_TASK TO CARRY OUT_:
Which lines in the records below mention the word "logo"? Copy each one out.

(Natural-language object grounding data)
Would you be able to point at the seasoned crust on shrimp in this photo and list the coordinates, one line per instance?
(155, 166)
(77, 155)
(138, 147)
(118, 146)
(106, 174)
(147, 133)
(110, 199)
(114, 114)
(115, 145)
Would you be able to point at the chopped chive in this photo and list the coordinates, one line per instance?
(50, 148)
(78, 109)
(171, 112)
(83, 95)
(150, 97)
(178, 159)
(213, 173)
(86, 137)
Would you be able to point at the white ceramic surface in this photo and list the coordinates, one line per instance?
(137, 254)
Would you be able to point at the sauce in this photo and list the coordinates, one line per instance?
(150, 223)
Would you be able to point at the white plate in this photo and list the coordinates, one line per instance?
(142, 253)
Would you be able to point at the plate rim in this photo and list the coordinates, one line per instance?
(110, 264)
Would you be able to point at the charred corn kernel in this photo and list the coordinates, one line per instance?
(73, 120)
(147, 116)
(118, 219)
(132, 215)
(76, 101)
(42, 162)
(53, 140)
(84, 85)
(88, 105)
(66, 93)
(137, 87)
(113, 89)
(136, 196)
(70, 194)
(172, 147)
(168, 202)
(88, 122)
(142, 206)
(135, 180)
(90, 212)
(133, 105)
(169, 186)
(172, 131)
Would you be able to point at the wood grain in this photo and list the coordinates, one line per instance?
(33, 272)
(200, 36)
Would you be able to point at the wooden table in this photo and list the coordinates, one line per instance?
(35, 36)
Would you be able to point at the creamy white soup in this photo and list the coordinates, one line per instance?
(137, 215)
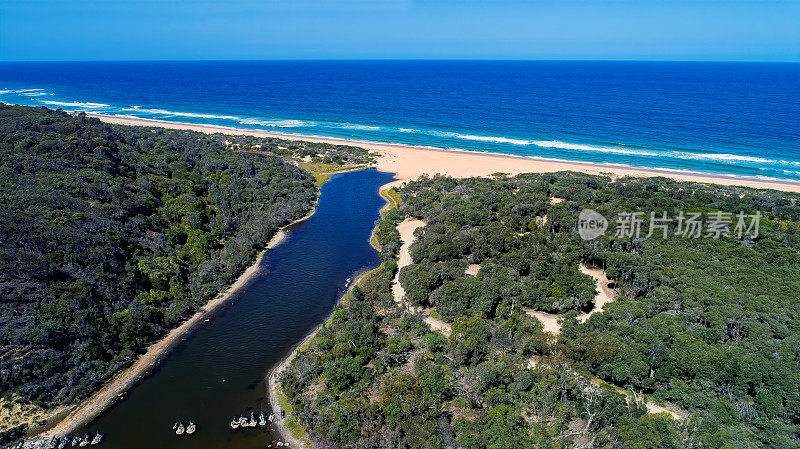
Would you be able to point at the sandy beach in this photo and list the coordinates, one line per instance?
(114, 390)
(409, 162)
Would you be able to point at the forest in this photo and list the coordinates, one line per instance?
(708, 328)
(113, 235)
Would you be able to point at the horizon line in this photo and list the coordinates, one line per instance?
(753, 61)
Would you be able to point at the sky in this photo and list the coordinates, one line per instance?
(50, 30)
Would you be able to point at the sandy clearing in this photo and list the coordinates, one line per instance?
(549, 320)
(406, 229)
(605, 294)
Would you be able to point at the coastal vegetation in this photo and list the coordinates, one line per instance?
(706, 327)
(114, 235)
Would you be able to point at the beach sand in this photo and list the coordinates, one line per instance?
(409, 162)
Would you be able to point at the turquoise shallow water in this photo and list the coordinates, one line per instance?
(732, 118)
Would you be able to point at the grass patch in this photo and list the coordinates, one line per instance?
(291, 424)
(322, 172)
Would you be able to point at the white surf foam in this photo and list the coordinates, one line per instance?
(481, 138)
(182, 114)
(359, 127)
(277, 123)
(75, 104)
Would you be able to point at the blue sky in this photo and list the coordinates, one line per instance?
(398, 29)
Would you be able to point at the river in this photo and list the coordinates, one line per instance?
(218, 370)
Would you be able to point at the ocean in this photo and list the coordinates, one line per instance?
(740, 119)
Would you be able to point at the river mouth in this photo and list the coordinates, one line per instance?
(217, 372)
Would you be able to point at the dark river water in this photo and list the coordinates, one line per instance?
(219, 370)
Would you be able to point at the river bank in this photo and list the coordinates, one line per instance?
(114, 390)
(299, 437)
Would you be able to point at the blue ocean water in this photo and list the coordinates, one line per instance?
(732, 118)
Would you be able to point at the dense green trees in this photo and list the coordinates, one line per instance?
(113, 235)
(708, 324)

* * *

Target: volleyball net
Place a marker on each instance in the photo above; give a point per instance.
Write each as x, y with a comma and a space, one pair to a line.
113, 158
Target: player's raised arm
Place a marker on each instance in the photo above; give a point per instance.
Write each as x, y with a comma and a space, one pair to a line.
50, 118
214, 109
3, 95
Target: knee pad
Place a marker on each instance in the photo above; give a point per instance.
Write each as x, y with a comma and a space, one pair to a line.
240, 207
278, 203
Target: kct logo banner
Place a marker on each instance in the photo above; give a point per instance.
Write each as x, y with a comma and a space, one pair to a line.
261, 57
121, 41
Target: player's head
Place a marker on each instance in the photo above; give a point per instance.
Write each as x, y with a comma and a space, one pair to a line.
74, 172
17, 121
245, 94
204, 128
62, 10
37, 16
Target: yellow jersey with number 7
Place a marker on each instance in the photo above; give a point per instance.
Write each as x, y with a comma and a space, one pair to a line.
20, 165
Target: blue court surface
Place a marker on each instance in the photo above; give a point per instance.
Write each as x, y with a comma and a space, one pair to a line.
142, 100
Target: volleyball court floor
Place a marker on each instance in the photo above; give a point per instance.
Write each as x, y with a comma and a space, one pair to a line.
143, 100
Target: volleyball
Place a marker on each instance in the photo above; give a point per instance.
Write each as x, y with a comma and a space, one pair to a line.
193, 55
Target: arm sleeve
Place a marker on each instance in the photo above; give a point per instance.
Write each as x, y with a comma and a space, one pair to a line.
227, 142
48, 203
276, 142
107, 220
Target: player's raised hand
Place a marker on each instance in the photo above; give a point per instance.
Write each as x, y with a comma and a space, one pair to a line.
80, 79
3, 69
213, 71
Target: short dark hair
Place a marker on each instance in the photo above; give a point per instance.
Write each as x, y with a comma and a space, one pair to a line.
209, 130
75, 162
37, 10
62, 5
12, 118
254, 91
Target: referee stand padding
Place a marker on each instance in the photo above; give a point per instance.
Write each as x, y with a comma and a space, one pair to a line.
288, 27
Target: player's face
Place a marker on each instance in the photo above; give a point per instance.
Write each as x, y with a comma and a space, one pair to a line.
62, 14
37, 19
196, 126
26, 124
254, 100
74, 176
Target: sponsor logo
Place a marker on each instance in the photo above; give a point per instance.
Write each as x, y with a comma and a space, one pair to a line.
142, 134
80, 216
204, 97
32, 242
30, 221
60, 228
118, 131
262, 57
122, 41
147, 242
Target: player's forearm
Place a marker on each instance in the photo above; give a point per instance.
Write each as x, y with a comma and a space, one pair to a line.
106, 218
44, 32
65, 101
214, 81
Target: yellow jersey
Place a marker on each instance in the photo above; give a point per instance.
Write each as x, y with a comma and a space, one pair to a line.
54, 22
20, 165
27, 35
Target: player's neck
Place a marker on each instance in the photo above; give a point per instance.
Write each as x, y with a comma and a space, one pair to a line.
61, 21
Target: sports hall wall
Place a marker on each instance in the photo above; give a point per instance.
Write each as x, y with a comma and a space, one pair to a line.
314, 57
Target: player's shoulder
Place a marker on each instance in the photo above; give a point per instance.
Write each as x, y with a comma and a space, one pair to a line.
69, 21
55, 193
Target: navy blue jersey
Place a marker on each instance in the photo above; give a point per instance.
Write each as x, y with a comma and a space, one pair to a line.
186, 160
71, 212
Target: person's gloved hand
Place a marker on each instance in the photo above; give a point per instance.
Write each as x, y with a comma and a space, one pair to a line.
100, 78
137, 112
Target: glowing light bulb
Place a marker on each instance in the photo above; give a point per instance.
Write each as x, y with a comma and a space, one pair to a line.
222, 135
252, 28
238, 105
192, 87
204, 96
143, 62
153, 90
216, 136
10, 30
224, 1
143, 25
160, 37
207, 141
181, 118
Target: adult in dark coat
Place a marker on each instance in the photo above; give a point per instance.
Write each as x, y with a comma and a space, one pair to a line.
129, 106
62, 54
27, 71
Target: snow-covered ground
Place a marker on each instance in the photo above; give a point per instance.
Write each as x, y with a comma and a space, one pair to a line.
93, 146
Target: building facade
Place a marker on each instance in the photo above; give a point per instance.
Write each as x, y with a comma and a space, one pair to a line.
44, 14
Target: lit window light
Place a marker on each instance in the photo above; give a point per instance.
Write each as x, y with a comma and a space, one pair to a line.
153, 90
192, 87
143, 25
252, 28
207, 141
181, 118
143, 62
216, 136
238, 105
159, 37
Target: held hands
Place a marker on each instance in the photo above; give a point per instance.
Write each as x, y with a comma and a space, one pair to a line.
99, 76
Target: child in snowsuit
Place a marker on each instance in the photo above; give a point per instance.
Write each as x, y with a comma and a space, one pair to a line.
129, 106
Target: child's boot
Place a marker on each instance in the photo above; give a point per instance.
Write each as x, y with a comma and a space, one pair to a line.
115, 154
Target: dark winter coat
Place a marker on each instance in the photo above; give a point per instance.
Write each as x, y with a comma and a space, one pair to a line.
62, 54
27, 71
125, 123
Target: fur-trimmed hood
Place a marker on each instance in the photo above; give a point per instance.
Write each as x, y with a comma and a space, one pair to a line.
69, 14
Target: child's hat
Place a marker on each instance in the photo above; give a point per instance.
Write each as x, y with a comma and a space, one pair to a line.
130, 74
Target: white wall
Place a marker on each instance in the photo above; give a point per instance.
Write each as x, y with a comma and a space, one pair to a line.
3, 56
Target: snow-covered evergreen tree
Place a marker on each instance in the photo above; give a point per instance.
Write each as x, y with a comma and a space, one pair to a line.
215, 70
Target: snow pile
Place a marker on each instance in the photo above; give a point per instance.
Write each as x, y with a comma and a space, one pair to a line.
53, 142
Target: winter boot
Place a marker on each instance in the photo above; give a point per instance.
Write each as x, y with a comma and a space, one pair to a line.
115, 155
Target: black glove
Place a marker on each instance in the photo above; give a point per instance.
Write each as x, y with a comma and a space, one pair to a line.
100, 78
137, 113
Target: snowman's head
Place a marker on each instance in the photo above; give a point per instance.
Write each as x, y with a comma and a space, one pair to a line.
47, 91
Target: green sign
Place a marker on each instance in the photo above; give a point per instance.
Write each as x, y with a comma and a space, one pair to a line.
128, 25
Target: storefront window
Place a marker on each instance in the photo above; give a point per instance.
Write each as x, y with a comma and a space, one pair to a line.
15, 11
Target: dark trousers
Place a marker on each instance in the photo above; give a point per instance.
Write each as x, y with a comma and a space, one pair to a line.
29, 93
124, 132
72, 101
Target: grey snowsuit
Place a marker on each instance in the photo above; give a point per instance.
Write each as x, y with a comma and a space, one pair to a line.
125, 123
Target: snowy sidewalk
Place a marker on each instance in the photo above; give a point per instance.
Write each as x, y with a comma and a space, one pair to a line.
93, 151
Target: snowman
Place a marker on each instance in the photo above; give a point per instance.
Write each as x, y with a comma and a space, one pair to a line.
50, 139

_COMPLETED EXERCISE_:
Target: kct logo banner
Target: sponsor logo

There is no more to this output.